WHAT YOU NEED TO DO >>
Lines from the beginning of the data through the line containing "box: [190, 0, 513, 241]" are to be copied exactly, with no other line included.

*** Opening of RECORD SET ***

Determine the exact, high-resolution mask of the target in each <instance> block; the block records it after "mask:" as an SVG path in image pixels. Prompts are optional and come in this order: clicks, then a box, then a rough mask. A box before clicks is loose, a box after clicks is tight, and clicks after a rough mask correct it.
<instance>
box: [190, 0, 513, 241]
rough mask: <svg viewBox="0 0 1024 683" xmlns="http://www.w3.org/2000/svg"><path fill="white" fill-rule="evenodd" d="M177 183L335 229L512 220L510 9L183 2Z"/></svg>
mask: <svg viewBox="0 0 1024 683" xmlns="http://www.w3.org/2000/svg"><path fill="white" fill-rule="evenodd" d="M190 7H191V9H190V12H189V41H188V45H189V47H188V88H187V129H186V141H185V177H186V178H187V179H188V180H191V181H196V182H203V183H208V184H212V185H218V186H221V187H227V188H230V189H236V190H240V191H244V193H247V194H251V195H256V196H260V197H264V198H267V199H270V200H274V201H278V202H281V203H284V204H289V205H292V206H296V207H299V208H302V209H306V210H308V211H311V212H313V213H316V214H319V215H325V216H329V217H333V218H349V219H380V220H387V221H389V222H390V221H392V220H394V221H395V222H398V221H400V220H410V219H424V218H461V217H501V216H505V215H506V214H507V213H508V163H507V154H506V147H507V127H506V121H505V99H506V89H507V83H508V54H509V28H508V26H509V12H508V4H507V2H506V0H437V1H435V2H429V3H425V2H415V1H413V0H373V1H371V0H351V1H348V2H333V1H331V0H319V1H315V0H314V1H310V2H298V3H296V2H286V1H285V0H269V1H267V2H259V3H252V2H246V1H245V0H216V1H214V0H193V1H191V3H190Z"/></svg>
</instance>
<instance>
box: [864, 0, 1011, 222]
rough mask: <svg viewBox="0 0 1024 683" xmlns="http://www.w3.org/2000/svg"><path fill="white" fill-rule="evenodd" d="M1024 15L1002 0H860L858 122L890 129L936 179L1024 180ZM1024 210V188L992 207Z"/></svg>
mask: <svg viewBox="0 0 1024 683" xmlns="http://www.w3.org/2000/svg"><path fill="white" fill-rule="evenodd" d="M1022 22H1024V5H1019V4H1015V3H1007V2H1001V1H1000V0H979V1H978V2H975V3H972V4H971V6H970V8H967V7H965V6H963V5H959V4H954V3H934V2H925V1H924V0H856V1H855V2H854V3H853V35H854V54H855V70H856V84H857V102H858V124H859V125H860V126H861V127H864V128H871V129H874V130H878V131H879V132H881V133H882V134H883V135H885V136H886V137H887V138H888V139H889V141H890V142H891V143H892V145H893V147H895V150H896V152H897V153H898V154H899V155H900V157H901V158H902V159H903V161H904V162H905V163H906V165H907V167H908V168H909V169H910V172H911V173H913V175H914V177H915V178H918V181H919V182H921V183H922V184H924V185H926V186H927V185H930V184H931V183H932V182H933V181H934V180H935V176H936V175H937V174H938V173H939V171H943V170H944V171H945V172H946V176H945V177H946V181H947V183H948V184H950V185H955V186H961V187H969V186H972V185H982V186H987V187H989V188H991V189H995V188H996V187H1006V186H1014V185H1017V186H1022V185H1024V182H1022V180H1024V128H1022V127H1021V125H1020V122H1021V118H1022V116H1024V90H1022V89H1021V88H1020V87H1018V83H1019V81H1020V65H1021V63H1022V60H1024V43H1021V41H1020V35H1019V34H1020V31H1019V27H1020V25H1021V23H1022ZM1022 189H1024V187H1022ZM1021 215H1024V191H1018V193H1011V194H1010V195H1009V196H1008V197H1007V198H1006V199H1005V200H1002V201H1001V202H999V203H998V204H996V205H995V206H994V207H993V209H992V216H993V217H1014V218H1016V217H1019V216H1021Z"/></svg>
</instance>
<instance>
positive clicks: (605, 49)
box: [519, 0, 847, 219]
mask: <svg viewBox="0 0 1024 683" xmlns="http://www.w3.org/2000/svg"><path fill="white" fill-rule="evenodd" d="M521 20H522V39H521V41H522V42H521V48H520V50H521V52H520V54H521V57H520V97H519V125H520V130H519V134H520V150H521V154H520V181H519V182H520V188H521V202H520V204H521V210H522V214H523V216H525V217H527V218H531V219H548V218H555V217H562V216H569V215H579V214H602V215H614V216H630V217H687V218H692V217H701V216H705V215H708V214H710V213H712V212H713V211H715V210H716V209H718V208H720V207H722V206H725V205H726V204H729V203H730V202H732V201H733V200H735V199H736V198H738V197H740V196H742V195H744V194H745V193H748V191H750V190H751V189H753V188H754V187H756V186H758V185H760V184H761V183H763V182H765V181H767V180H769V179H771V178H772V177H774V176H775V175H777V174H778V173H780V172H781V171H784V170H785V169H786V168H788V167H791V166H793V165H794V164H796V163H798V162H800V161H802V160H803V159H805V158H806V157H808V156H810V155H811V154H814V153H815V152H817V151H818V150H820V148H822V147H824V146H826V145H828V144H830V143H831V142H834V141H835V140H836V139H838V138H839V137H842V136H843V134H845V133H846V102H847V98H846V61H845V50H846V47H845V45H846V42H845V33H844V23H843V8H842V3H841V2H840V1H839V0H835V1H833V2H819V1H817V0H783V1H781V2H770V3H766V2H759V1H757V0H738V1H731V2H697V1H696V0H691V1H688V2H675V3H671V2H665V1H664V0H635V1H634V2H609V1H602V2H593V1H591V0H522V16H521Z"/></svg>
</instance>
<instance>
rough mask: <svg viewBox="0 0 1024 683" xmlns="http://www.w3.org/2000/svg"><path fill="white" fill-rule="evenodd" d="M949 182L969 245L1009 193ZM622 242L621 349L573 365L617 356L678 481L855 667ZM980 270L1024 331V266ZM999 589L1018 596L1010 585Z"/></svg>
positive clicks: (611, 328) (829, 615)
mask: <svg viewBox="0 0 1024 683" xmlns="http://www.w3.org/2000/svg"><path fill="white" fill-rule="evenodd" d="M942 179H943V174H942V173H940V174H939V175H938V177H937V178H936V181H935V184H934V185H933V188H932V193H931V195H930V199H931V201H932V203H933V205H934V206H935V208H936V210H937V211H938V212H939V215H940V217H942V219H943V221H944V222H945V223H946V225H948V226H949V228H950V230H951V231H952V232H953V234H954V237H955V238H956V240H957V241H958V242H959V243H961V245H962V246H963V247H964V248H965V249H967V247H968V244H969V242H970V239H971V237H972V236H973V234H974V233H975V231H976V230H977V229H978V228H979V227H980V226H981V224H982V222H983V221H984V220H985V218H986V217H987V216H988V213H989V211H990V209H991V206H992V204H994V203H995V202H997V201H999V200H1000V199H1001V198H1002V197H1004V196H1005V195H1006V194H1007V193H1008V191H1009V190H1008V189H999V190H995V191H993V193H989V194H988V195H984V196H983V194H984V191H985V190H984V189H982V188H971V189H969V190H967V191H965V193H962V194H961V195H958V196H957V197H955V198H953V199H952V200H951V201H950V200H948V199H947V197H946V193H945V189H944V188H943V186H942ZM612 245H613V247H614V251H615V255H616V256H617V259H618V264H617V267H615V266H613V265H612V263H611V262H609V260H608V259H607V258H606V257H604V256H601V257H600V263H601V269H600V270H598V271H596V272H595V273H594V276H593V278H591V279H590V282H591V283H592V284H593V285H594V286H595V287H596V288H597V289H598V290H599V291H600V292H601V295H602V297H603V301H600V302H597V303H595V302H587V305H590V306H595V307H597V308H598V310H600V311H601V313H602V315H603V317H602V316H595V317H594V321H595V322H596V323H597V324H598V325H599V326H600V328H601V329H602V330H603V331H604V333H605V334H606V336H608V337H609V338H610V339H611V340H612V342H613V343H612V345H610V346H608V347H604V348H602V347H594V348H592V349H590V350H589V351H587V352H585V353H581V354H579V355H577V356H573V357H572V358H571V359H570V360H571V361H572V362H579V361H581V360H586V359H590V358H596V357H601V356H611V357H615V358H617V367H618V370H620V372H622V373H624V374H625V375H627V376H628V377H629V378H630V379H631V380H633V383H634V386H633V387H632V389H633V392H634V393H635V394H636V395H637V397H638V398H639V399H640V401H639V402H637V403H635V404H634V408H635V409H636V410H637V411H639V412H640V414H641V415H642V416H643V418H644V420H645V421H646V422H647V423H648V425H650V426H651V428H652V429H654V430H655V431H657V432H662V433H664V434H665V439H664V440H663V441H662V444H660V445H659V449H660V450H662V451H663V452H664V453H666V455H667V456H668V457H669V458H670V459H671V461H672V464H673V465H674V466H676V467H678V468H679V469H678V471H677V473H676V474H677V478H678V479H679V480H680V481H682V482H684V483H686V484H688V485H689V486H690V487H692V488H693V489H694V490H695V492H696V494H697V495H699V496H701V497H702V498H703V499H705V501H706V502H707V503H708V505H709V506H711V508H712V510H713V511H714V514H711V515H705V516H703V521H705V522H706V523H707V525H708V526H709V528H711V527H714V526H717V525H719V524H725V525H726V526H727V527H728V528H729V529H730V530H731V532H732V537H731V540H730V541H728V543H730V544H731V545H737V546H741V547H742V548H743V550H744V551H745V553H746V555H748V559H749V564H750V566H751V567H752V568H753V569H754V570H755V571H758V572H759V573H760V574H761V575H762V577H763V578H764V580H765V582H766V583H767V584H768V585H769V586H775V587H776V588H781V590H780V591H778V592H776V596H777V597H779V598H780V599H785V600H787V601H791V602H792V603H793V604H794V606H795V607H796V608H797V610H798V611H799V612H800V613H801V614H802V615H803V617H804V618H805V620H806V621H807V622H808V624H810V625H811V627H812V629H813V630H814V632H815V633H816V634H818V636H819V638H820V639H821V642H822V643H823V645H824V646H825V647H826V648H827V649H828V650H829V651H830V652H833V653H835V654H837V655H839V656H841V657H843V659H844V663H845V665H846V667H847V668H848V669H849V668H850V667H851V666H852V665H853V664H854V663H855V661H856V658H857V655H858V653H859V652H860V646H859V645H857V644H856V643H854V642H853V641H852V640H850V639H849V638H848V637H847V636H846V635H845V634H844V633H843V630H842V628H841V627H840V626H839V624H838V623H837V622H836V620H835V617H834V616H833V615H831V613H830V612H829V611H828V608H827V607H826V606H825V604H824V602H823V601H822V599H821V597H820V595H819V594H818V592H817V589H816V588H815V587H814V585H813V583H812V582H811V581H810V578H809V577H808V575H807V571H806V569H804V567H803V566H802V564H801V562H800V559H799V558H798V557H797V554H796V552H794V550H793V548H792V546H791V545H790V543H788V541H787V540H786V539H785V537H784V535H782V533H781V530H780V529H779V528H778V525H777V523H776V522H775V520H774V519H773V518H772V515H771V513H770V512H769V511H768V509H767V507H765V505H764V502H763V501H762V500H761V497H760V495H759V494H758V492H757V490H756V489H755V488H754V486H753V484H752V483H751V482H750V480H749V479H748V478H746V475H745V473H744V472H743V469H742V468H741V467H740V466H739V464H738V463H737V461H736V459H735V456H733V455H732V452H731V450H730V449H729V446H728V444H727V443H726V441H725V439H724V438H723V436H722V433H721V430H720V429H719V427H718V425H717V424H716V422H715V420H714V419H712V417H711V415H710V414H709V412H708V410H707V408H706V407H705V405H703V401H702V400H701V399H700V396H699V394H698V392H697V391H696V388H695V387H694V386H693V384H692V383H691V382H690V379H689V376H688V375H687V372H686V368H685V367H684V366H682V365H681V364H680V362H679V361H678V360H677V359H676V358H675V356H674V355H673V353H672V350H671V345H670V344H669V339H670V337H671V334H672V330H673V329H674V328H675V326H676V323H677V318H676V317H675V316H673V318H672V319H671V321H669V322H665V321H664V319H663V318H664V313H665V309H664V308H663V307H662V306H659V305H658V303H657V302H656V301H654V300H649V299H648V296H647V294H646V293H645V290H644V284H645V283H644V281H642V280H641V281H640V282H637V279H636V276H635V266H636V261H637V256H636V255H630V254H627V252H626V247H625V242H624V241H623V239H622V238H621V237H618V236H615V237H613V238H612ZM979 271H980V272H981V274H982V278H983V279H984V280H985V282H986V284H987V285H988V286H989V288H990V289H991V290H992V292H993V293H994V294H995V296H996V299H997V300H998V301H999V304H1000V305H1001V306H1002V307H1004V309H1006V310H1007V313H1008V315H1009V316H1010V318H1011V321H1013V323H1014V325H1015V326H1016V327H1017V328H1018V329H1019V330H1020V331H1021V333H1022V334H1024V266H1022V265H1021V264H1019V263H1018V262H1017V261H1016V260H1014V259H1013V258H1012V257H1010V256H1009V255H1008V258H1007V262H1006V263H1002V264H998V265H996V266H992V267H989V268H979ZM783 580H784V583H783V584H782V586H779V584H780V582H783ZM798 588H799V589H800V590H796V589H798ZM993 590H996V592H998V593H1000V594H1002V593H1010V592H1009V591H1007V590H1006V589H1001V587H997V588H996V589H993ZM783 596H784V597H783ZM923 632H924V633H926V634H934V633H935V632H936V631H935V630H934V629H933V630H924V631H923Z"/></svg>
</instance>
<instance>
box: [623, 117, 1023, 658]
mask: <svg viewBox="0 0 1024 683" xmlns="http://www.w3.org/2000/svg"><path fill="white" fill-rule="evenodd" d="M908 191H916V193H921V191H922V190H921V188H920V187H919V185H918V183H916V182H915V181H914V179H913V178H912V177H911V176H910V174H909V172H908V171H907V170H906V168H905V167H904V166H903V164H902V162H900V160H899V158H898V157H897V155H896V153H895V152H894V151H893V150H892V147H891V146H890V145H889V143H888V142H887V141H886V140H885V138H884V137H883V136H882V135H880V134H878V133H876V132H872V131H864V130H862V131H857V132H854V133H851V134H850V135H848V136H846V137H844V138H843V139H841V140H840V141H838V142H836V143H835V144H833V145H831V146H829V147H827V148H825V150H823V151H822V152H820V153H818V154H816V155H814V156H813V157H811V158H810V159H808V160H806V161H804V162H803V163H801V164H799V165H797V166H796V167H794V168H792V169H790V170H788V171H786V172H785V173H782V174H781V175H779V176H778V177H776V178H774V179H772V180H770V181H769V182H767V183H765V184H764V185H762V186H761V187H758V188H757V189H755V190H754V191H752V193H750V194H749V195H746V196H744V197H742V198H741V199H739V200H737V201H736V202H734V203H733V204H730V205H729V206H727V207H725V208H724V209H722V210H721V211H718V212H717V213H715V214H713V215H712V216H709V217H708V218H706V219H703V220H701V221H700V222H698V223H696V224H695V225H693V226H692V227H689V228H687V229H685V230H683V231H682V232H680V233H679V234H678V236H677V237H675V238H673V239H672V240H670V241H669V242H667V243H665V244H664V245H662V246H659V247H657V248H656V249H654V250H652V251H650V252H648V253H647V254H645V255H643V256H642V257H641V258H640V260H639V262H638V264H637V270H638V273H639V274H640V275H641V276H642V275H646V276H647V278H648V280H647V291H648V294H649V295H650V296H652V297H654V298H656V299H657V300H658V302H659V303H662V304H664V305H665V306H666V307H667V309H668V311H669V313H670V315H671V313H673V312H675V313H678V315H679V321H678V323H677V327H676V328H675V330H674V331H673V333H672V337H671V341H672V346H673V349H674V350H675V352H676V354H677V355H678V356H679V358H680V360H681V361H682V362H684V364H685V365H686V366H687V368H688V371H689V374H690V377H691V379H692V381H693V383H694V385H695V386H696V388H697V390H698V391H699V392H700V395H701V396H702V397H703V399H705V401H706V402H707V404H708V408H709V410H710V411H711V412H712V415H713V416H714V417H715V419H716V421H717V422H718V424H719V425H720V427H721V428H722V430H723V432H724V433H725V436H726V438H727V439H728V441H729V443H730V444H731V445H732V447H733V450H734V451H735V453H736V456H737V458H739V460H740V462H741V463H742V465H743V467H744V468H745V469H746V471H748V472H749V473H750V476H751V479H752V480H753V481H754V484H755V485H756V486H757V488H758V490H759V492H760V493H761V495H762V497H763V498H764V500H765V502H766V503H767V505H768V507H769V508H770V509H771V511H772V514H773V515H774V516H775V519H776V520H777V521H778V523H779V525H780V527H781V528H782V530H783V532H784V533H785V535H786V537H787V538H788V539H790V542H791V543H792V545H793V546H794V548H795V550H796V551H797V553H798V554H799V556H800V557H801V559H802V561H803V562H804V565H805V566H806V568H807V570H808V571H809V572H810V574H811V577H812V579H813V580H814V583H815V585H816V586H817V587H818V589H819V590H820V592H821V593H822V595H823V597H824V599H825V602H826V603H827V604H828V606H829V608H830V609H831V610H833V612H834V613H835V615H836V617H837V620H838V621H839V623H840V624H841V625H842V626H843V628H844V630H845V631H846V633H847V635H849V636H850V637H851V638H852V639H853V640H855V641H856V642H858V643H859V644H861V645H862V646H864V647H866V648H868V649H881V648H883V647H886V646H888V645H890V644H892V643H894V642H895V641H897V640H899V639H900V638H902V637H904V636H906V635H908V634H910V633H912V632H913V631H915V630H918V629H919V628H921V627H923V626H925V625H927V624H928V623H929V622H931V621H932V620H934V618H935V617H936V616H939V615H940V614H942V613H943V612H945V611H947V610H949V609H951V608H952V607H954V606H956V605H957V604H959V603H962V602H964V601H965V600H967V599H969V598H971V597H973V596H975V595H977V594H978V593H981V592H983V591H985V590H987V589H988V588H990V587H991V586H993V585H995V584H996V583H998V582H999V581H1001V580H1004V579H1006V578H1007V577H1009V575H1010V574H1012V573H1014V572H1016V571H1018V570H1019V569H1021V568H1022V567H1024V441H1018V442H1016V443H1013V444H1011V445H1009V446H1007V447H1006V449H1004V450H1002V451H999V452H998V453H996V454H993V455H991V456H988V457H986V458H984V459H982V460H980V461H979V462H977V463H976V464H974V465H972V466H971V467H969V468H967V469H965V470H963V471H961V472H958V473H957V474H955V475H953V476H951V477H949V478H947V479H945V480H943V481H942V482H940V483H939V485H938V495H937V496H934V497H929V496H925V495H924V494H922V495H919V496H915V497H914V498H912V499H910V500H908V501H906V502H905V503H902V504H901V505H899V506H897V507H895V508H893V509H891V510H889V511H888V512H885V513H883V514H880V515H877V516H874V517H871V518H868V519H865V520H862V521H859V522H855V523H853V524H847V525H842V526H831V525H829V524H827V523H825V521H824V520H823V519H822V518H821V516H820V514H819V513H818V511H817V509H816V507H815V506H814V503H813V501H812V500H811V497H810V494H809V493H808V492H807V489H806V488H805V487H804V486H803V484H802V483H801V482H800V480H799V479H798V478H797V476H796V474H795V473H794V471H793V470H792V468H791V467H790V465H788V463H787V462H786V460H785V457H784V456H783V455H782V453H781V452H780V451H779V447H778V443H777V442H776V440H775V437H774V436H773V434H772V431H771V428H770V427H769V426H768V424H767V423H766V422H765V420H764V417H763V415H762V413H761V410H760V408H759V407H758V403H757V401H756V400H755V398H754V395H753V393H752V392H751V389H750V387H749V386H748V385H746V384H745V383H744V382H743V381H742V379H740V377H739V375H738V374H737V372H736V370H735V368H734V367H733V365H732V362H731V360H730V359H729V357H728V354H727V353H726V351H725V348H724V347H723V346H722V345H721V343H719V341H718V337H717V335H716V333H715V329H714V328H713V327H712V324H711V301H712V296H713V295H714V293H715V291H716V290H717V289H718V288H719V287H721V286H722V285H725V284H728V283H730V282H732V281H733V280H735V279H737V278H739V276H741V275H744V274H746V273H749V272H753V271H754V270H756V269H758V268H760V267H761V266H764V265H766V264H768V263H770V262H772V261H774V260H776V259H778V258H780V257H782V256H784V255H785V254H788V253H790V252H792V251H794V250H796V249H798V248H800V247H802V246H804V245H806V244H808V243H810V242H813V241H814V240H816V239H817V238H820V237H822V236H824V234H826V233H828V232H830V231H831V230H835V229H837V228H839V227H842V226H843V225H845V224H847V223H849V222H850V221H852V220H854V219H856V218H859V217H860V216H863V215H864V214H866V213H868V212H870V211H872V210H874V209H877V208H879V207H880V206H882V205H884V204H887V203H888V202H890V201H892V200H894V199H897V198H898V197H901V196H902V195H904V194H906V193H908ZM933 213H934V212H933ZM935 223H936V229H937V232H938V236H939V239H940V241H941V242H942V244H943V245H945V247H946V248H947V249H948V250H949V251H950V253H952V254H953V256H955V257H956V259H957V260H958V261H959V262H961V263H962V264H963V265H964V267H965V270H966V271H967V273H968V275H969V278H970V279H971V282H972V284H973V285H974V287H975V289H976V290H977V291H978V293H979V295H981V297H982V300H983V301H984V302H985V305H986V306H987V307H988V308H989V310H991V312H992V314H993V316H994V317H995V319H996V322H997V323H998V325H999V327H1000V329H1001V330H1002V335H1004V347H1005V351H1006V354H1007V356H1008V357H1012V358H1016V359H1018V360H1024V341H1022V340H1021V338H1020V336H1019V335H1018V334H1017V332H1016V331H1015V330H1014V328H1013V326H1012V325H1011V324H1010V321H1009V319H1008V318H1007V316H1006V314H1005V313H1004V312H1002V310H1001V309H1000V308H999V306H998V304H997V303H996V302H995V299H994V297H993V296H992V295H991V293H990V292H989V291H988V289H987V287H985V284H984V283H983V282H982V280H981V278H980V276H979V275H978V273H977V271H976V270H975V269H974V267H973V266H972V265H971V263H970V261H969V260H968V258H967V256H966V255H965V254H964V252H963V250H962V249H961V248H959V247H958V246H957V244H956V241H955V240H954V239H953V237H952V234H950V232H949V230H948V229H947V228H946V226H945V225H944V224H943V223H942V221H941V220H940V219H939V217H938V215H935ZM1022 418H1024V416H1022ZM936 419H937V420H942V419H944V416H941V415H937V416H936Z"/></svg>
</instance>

*** Close of RECORD SET ***

RESPONSE BOX >>
Determine the exact, high-resolution mask of the target in each <instance> block; the block records it after "mask:" as an SVG path in image pixels. Prompts are optional and come in this order: clicks, then a box, then a rough mask. A box before clicks is loose, a box after clicks is tight, and clicks after a rough mask correct it.
<instance>
box: [190, 0, 513, 241]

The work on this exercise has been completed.